> [Required task 1]: Number the rows below as a list, leaving out blank lines. Begin at the row that contains "bumper in the photo above." and continue through the last row.

> [Source extract]:
++++++

In an embodiment of the invention the low pressure wing and/or the
high pressure wing are in form of rollers. The rollers have only a
contact line with the interior of the housing which keeps friction
low.
In an embodiment of the invention the rollers are rotatably
supported in the rotor. This keeps friction small as well.
In an embodiment of the invention a pressure control switching
valve is provided controlling a supply of fluid to one low pressure
chamber of the pair of low pressure chambers, wherein the rotor
comprises at least a connection channel which in a first rotary end
position of the rotor connects a control port of the switching
valve with a first pressure and in a second rotary end position of
the rotor connects the control port of the switching valve with a
second pressure, wherein the first pressure is higher than the
second pressure. By means of the connection channel the pressure
difference over the switching valve can be changed to provoke
switching of the switching valve.
In an embodiment of the invention in intermediate positions of the
rotor between the first rotary end position and the second rotary
end positions the connection channel connects to low pressure
chambers of different pairs of low pressure chambers. The pressure
in the respective low pressure chambers can be equalized.
In an embodiment of the invention in the intermediate positions of
the rotor the rotor interrupts a connection between the first or
second pressure, respectively, and the control port of the
switching valve. As long as the rotor rotates, the switching
position of the switching valve is not changed.
In an embodiment of the invention the housing is part of a
piston-cylinder-unit.

++++++

> [Exercise inputs]:
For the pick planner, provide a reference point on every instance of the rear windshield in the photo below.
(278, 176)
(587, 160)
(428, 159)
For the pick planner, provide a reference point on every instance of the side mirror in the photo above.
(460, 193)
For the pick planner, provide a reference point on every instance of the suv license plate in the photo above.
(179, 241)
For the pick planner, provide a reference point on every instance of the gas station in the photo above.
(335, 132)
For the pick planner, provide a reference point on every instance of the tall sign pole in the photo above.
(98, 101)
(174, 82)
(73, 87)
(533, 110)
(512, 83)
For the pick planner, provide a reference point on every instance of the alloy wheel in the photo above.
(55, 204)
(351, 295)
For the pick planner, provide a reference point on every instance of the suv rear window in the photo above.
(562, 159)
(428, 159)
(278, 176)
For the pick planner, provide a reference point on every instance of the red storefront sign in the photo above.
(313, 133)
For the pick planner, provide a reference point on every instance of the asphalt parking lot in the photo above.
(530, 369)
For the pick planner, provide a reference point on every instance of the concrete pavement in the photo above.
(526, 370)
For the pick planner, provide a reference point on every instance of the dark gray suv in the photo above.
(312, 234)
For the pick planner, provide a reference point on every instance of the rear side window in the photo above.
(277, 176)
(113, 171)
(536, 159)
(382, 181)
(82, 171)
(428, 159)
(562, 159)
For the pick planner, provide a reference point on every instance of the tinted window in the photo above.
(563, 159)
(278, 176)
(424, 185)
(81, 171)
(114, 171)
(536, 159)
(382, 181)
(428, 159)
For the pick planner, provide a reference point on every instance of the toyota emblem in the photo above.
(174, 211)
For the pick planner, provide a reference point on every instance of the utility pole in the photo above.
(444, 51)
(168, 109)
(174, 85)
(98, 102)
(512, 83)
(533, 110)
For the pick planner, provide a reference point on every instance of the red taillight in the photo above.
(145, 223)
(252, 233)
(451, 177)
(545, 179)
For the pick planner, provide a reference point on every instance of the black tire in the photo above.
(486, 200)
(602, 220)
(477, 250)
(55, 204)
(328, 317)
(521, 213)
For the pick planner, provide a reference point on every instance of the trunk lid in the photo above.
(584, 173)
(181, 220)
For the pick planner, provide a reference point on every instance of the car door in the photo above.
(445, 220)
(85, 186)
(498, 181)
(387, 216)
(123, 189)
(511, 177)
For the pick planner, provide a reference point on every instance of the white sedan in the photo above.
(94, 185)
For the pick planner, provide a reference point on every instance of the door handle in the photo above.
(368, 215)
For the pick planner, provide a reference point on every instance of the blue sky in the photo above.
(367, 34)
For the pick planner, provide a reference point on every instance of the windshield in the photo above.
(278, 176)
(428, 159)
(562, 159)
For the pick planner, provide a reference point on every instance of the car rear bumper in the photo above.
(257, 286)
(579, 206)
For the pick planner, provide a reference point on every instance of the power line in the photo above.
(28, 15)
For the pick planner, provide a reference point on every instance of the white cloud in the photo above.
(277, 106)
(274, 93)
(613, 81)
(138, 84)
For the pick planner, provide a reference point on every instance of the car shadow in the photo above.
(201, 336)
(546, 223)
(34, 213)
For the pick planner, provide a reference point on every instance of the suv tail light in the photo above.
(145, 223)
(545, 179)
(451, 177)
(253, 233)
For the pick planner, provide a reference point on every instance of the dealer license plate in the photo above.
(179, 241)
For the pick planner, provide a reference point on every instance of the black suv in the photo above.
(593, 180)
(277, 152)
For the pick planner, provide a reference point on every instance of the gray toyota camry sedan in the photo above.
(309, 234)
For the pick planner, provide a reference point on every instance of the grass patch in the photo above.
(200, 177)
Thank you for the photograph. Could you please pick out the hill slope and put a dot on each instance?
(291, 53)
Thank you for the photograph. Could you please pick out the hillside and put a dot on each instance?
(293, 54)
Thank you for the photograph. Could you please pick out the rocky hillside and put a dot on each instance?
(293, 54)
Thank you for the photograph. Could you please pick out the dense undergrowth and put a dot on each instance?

++++++

> [Required task 2]: Reproduce the entire passage above on the rotor and switching valve word for word.

> [Task output 1]:
1. For the pick planner, provide a reference point on every instance of the car rear bumper in the photo above.
2. (257, 286)
3. (579, 206)
4. For the pick planner, provide a reference point on every instance of the power line in the photo above.
5. (28, 15)
6. For the pick planner, provide a reference point on every instance of the white cloud in the photo above.
7. (277, 106)
8. (274, 93)
9. (613, 81)
10. (138, 84)
11. For the pick planner, provide a reference point on every instance of the car shadow in the photo above.
12. (201, 336)
13. (546, 223)
14. (34, 213)
15. For the pick planner, provide a reference point on every instance of the suv tail light in the photo above.
16. (145, 223)
17. (545, 179)
18. (451, 177)
19. (253, 233)
20. For the pick planner, provide a reference point on every instance of the dealer license plate in the photo above.
21. (179, 241)
22. For the pick planner, provide a reference point on every instance of the black suv in the photo above.
23. (593, 180)
24. (277, 152)
25. For the pick planner, provide a reference point on every instance of the gray toyota camry sedan in the photo above.
26. (309, 234)
27. For the pick planner, provide a reference point on every instance of the grass patch in the photo above.
28. (200, 177)
29. Thank you for the photograph. Could you please pick out the hill slope and put a dot on each instance?
30. (291, 53)
31. Thank you for the photograph. Could you please pick out the hillside and put a dot on each instance?
32. (293, 54)
33. Thank you for the photograph. Could you please pick out the rocky hillside and put a dot on each instance?
34. (293, 54)
35. Thank you for the photograph. Could you please pick out the dense undergrowth and put a dot on each instance?

> [Task output 2]:
In an embodiment of the invention the low pressure wing and/or the
high pressure wing are in form of rollers. The rollers have only a
contact line with the interior of the housing which keeps friction
low.
In an embodiment of the invention the rollers are rotatably
supported in the rotor. This keeps friction small as well.
In an embodiment of the invention a pressure control switching
valve is provided controlling a supply of fluid to one low pressure
chamber of the pair of low pressure chambers, wherein the rotor
comprises at least a connection channel which in a first rotary end
position of the rotor connects a control port of the switching
valve with a first pressure and in a second rotary end position of
the rotor connects the control port of the switching valve with a
second pressure, wherein the first pressure is higher than the
second pressure. By means of the connection channel the pressure
difference over the switching valve can be changed to provoke
switching of the switching valve.
In an embodiment of the invention in intermediate positions of the
rotor between the first rotary end position and the second rotary
end positions the connection channel connects to low pressure
chambers of different pairs of low pressure chambers. The pressure
in the respective low pressure chambers can be equalized.
In an embodiment of the invention in the intermediate positions of
the rotor the rotor interrupts a connection between the first or
second pressure, respectively, and the control port of the
switching valve. As long as the rotor rotates, the switching
position of the switching valve is not changed.
In an embodiment of the invention the housing is part of a
piston-cylinder-unit.